* [Source text]
On Mon, 7 Aug 1995, Futplex wrote:

> No crypto/privacy relevance, delete or flame now....
> 
> Nathan writes:
> > This is why the "not a Turing machine" assertion that the "Professor" is 
> > important.  We know that Turing machine is undecidable, so if we want to 
> > limit behavior, we can't have one.  BUT---we don't know that being a 
> > Turing machine is equivalent to having "unpredictable" behavior.  
> > Furthermore, a "proof" of the "not a Turing machine" assertion is going 
> > to have to be done by--you guessed it--a computer.  And this computer is 
> > running a program which definitely IS a Turing machine, if it is capable 
> > of "proving" that other (suitably non-trivial) programs are not Turing 
> > machines.
> 
> I think this is a bit misguided. The Turing machine (TM) is an extremely general
> abstract model of computation. The gargantuan hunk of code that runs the 
> Space Shuttle can be viewed as a Turing machine, as can a "Hello world" program
> written in Visual BASIC. So, there's not really a question about whether or
> not we're talking about Turing machines (unless perhaps you want to discuss
> quantum theorem provers and QTMs :) 

If a statement is vacuous, it needs refining :-).  If I were to state 
that "Program X is not a Turing Machine", I would be stating that program 
X does not model all Turing machines throught its input.  It is the ability 
of some Turing machines to model all Turing machines through their input 
that makes them undecidable.


> Now, Rice's Theorem says that all non-trivial properties of TMs are undecidable.

* [Given entries]
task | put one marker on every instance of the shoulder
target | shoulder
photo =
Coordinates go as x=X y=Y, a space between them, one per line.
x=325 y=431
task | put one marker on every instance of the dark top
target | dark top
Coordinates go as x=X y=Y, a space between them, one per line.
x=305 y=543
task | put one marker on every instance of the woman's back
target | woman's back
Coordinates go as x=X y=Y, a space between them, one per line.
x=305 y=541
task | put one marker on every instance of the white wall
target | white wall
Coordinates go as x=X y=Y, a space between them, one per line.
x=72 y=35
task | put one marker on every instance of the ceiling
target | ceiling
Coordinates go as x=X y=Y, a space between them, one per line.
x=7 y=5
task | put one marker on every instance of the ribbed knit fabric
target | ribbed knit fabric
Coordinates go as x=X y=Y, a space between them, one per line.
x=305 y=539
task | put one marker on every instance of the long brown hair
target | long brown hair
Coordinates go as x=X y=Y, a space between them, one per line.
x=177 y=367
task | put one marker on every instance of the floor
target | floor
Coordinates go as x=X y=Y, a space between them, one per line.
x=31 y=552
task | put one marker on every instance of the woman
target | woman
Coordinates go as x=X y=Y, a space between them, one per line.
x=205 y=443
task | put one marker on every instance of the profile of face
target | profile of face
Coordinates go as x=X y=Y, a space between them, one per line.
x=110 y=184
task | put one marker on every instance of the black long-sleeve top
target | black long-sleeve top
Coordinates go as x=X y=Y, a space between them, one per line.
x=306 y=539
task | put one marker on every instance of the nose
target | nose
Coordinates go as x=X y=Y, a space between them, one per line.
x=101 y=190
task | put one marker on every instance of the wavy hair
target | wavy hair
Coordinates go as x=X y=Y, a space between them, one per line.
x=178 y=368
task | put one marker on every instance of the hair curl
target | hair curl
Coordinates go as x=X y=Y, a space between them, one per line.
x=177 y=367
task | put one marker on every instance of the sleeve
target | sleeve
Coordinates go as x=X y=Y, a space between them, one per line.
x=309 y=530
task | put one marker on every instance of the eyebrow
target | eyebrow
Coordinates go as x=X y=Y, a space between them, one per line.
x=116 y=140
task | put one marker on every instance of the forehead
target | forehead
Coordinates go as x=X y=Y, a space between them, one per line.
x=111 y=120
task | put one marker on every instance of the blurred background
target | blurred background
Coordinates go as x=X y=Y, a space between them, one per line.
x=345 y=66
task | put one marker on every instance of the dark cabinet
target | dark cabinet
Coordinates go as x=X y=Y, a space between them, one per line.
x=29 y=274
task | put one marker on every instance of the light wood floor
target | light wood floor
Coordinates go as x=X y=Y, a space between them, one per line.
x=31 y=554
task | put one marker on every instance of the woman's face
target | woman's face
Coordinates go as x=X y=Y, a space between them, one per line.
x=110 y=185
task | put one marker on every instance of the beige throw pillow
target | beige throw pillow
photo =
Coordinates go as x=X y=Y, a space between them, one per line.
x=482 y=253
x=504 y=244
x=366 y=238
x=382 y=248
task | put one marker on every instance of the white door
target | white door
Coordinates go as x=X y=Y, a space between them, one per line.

* [Goal 1]
In the Turing machine discussion, what does Rice's Theorem say?
* [Goal 2]
Carry on the Turing machine discussion from its last line, following the sentence about Rice's Theorem.

* [Response 1]
All non-trivial properties of Turing machines are undecidable.

* [Response 2]
> If I pick a "non-trivial" property, I can't conceivably build a TM ("write a
> program", if you like) that, upon input of the specification of an arbitrary TM,
> can tell whether or not that TM exhibits the property I picked. This does not
> mean that I can't decide whether some particular TMs have that property or not --
> I can. I just can't write down a procedure that handles the general case.

The problem here is that it is the interesting cases with which we are 
concerned.  If someone wants to write a computer program to "verify" my 
proof of the RSA algorithm, fine.  But I have to be convinced that there 
program does what they claim before I care.  And since their program 
takes mathematical theorems as input, it is already demonstrating 
near-Turing ( :-P) behavior.


> Also, this theorem clearly hinges on the meaning of "trivial". From what I've
> seen, a very strict interpretation is largely appropriate; nearly everything
> except the least exciting of trivial low-level properties of TMs seems to come
> out to be "non-trivial" in this regard. The proof of the theorem is more
> precise about this, naturally, but I've found this useful as a working
> colloquial definition.

I'll buy that.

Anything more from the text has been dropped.